START
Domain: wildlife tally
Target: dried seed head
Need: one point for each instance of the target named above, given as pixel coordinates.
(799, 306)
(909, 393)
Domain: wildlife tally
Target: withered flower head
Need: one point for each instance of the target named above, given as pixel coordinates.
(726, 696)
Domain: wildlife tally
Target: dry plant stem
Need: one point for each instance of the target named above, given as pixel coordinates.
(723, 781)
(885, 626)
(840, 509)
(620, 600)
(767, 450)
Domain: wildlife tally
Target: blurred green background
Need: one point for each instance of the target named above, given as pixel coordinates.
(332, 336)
END
START
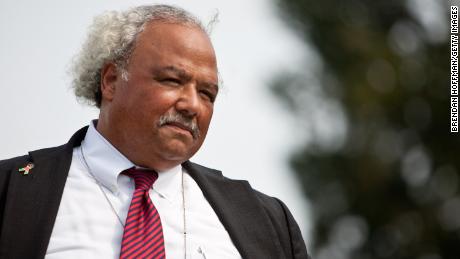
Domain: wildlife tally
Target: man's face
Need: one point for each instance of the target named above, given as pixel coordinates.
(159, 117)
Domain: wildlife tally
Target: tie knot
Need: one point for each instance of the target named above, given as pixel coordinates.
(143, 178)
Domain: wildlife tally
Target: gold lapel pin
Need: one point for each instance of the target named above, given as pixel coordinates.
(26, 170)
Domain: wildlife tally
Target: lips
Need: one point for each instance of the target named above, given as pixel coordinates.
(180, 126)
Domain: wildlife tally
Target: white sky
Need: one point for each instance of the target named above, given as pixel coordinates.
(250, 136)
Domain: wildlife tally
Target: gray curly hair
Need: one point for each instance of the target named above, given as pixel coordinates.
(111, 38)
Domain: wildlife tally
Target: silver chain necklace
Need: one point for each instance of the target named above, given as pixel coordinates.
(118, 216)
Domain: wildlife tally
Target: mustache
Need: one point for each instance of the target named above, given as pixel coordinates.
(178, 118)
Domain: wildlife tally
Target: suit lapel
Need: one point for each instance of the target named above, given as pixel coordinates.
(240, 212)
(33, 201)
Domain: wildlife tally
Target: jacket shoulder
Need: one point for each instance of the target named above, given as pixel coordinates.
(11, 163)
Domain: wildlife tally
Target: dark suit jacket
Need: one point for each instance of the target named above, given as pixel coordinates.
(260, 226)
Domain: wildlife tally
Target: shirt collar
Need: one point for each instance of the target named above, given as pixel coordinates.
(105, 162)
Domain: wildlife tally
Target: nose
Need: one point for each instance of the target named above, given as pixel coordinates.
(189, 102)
END
WHAT IS REQUIRED >> Find every line in the entries above that contains the word "jacket", and copy each of those lines. Matching is case-sensitive.

ANSWER IN FULL >>
Target: jacket shoulder
Target: dark suit jacket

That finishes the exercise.